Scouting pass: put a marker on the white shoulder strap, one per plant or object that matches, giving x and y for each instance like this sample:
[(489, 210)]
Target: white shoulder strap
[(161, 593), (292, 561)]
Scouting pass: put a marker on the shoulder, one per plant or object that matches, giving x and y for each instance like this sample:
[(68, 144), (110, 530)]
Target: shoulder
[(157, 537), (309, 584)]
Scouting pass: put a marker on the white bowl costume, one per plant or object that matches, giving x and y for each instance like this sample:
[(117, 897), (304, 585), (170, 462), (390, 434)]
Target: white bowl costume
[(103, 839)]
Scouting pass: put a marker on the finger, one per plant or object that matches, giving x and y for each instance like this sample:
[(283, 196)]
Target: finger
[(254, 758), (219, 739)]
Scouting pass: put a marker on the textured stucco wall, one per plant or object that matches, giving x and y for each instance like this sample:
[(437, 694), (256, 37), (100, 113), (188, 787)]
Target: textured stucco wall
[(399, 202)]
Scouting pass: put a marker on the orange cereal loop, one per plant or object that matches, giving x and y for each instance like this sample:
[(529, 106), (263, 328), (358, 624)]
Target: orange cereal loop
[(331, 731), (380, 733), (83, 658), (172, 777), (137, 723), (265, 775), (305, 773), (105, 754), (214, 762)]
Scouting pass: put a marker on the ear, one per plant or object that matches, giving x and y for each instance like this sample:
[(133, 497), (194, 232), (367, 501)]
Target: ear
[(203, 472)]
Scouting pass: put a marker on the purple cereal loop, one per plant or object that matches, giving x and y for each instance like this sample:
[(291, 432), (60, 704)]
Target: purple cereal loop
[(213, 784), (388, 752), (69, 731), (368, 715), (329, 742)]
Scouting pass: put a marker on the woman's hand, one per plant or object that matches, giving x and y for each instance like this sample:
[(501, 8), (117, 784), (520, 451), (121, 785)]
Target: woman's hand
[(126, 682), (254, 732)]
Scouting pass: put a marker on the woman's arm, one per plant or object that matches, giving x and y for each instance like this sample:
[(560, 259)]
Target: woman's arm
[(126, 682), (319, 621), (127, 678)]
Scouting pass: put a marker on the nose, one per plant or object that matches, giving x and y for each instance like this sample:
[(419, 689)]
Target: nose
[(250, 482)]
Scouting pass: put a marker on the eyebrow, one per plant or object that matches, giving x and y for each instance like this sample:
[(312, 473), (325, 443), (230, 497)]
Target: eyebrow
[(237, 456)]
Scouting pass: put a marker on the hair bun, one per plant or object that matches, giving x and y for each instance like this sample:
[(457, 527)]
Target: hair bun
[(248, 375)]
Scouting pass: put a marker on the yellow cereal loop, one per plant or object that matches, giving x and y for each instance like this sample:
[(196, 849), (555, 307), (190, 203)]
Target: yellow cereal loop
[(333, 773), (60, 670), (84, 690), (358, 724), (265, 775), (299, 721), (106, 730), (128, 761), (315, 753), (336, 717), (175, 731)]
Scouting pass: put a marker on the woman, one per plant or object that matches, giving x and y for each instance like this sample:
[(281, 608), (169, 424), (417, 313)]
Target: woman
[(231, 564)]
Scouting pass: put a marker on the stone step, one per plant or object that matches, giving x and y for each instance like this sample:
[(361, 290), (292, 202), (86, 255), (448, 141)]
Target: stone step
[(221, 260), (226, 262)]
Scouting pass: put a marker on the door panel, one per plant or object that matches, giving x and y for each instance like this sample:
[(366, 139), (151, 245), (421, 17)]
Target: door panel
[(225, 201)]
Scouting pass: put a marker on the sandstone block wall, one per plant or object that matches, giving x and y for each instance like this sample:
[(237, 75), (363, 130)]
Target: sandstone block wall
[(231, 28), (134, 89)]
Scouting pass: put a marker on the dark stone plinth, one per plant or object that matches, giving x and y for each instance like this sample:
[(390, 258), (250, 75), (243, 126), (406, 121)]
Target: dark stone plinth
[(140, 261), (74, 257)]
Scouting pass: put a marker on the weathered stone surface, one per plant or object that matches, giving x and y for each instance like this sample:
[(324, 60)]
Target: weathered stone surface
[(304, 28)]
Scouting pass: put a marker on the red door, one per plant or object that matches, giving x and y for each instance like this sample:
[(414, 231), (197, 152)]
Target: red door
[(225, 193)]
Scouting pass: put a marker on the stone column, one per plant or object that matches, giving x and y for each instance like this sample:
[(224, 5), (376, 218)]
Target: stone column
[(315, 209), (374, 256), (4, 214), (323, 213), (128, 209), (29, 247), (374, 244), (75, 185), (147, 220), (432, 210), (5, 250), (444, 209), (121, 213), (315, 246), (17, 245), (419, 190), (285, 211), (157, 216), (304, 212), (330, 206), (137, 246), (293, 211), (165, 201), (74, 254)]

■ **EXERCISE REQUIREMENTS**:
Render all of the lines above as a JSON array of strings, one string per line, omitting blank lines.

■ **COMPLETED TASK**:
[
  "Scouting pass: put a marker on the white shoulder strap, one per plant or object that matches, giving x and y for each instance like this sample:",
  "[(489, 210)]",
  "Target: white shoulder strap",
  "[(161, 593), (292, 561)]",
  "Scouting pass: put a marker on the shoulder, one per plant or object that matches, giving x and y for each instance like this sample:",
  "[(68, 144), (110, 530)]",
  "Target: shoulder",
  "[(157, 537), (309, 584)]",
  "Scouting pass: put a marker on the white bowl costume, one per plant or object that matches, giving x and y for each instance like this sample:",
  "[(117, 897), (304, 585), (170, 462), (390, 434)]",
  "Target: white bowl costume",
  "[(103, 839)]",
  "Scouting pass: put a marker on the finger, one per plant or object that matches, giving x and y for each instance like this sample:",
  "[(283, 196)]",
  "Target: finger",
  "[(254, 758), (219, 739)]",
  "Scouting pass: put a marker on the textured stucco wall, one per plant or object that matches, giving x and y for each instance like this sample:",
  "[(437, 694), (256, 37), (100, 113), (188, 787)]",
  "Target: textured stucco wall",
  "[(399, 202)]",
  "Scouting pass: put a marker on the orange cereal loop, one per plant or object that matches, giving x and y for each instance like this sample:",
  "[(529, 106), (263, 328), (358, 624)]",
  "Target: orange cereal loop",
  "[(331, 731), (380, 733), (83, 658), (172, 777), (137, 723), (265, 775), (305, 773), (105, 754), (214, 762)]",
  "Scouting pass: put a marker on the ear, one per plant or object that matches, giving x and y for each instance like this sample:",
  "[(133, 497), (194, 232), (367, 501)]",
  "Target: ear",
  "[(203, 472)]",
  "Scouting pass: put a marker on the purple cereal loop, one per plant or object that matches, giving x and y for each instance like this sample:",
  "[(291, 432), (60, 704)]",
  "Target: purple cereal loop",
  "[(213, 784), (388, 752), (69, 731), (368, 715), (329, 742)]",
  "Scouting pass: put a marker on the woman's hand, one per plant or object that matches, giving x and y for each instance like this sample:",
  "[(501, 8), (117, 784), (520, 451), (121, 785)]",
  "Target: woman's hand",
  "[(126, 682), (254, 732)]",
  "Scouting pass: put a marker on the woman's arm, one per plant or object that matches, giving x and y for each instance like this sample:",
  "[(560, 259)]",
  "Target: woman's arm",
  "[(126, 682), (319, 621), (127, 678)]",
  "Scouting pass: put a marker on the nose, one per plant or object that matches, giving x and y for each instance like this sample:",
  "[(419, 689)]",
  "Target: nose",
  "[(250, 482)]",
  "Scouting pass: put a marker on the eyebrow, one per plant or object that matches, giving x and y for each instance like this sample:",
  "[(312, 473), (325, 443), (230, 497)]",
  "Target: eyebrow",
  "[(237, 456)]",
  "Scouting pass: put a marker on the hair bun, one per plant or object that matches, giving x and y for each instance like this sample:",
  "[(457, 527)]",
  "Target: hair bun",
  "[(248, 375)]",
  "Scouting pass: put a marker on the yellow cereal loop, one per plant or object that matches, giving x and y for each instance like this sample:",
  "[(196, 849), (555, 307), (190, 203)]",
  "Target: yellow cereal loop",
  "[(333, 773), (60, 670), (84, 690), (358, 724), (265, 775), (299, 721), (106, 730), (128, 761), (315, 753), (336, 717), (175, 731)]",
  "Scouting pass: put a marker on the woman, one per plant or object that matches, giving x and y for each instance like this sample:",
  "[(281, 608), (169, 424), (417, 313)]",
  "Target: woman",
  "[(231, 564)]",
  "Scouting pass: put a marker on the stone step, one per plant or object that matches, giving x and y for each instance like this sample:",
  "[(361, 290), (292, 202), (86, 255), (448, 141)]",
  "Target: stone step",
  "[(221, 260), (226, 262)]",
  "Scouting pass: put a marker on the door panel, one per plant or object that matches, giving x and y for each instance like this sample:",
  "[(366, 139), (151, 245), (421, 17)]",
  "Target: door panel",
  "[(225, 201)]",
  "Scouting pass: put a marker on the sandstone block wall, one per plant or object that matches, giving x and y for each instance like this sample:",
  "[(237, 75), (363, 130)]",
  "Target: sandstone block wall",
  "[(231, 28), (134, 89)]",
  "Scouting pass: put a marker on the dark stone plinth, one per plant or object that matches, giving x and y for each instance like this sample:",
  "[(390, 258), (250, 75), (243, 126), (406, 121)]",
  "Target: dark stone plinth",
  "[(140, 261), (74, 257)]",
  "Scouting pass: put a marker on the weathered stone surface, one per plant or object that matches, giving x and y for each instance like this sample:",
  "[(324, 60)]",
  "Target: weathered stone surface",
  "[(304, 28)]",
  "Scouting pass: put a marker on the red door, one per plant or object that matches, giving x and y for each instance like this sample:",
  "[(414, 231), (197, 152)]",
  "Target: red door",
  "[(225, 193)]",
  "Scouting pass: put a marker on the stone column, one per plant or object that matches, giving x and y for each instance like this sample:",
  "[(224, 5), (376, 218)]",
  "Target: stone column",
  "[(315, 209), (374, 256), (4, 214), (323, 213), (128, 209), (29, 247), (374, 244), (75, 185), (147, 220), (432, 210), (5, 250), (444, 209), (121, 213), (315, 246), (17, 245), (419, 190), (285, 211), (157, 216), (304, 212), (330, 206), (137, 246), (293, 211), (165, 201), (74, 254)]"
]